* Set exercise
Convert the part of the listing below that runs from the line containing "Would you mind marking the treeline" through the end of the listing, both ends included, into a Markdown table with the columns Row and Line, one numbered row per line. Skip blank lines and leave out the pictures.

* Information shown

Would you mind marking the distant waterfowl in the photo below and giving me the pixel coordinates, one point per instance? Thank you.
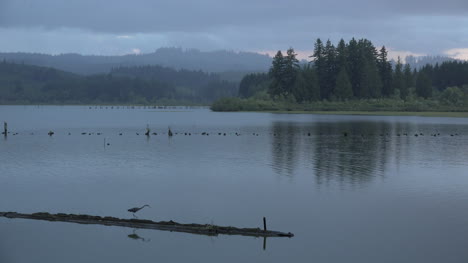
(136, 209)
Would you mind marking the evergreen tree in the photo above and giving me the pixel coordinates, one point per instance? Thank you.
(398, 78)
(330, 71)
(423, 85)
(385, 69)
(312, 84)
(319, 63)
(291, 66)
(343, 89)
(277, 70)
(355, 65)
(408, 82)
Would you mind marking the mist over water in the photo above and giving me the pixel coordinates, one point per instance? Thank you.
(375, 195)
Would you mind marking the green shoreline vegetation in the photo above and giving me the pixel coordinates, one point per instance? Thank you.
(352, 77)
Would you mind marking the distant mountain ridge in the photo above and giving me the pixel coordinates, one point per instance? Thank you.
(421, 61)
(177, 58)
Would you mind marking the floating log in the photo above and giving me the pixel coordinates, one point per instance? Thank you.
(201, 229)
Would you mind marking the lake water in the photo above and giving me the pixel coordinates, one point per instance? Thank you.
(371, 196)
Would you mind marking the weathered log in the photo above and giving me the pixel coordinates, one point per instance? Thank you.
(202, 229)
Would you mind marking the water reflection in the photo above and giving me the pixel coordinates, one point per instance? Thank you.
(345, 152)
(135, 236)
(285, 147)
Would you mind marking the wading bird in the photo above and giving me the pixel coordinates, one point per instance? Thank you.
(136, 209)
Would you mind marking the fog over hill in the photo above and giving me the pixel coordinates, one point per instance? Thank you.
(177, 58)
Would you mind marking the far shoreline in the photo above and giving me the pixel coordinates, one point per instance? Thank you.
(379, 113)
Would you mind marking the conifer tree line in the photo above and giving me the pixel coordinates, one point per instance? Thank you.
(353, 70)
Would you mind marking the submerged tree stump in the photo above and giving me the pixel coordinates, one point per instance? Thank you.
(201, 229)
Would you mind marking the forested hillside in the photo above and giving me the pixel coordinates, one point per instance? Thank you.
(27, 84)
(177, 58)
(352, 71)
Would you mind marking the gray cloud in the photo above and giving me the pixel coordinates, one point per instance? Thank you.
(93, 26)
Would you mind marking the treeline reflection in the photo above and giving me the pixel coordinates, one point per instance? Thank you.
(351, 152)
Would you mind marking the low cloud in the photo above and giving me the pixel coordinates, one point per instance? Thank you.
(457, 53)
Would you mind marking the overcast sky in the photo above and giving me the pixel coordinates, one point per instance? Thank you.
(114, 27)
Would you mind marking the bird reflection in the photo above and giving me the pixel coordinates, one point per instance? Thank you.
(135, 236)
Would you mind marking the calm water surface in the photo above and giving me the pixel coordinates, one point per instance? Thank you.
(372, 196)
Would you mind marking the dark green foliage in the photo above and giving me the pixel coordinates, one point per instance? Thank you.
(343, 88)
(252, 84)
(358, 72)
(385, 70)
(399, 79)
(423, 85)
(138, 85)
(408, 82)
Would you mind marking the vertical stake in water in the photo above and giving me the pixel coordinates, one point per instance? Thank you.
(147, 130)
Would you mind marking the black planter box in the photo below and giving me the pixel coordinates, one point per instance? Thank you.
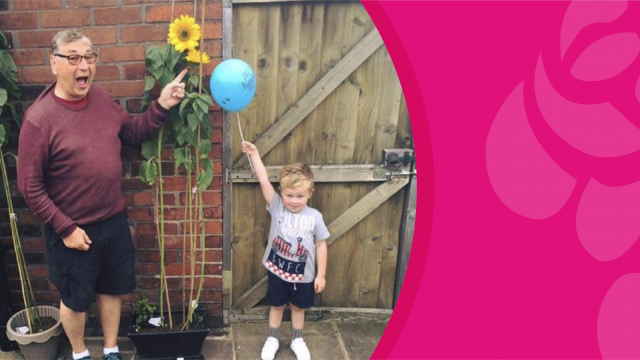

* Written solution
| Row | Line |
|---|---|
| 1 | Would you mind marking the treeline reflection in the photo above and giving me the pixel coordinates, one point per instance? Thank you. |
| 2 | (351, 152) |
| 3 | Would you mind marking the low cloud in the photo above and giving me the pixel coordinates, one point per instance? Thank you. |
| 4 | (457, 53) |
| 5 | Would you mind marking the overcast sky in the photo above and giving me the pixel coordinates, one point per instance? Thank you. |
| 6 | (114, 27) |
| 7 | Would you mind marking the bird reflection in the photo above and giving me the pixel coordinates, one point per instance? Thank you. |
| 8 | (135, 236) |
| 9 | Would you mind marking the calm water surface in the photo above and giving me the pixel coordinates, one point per instance? Thank you. |
| 10 | (372, 196) |
| 11 | Would you mind marking the dark green foliage in the photo above and giving me the pixel coordinates, one point per instance? Thank you. |
| 12 | (343, 88) |
| 13 | (252, 84) |
| 14 | (358, 72) |
| 15 | (385, 70) |
| 16 | (399, 79) |
| 17 | (423, 85) |
| 18 | (138, 85) |
| 19 | (408, 82) |
| 20 | Would you mind marking the vertical stake in water in the photo above and giving me the pixel coordinates, one point per instance? Thank you. |
| 21 | (147, 130) |
| 22 | Would you mind marking the black planter box in the photo below and giving me the pixel coordinates, one point per instance? Thank you. |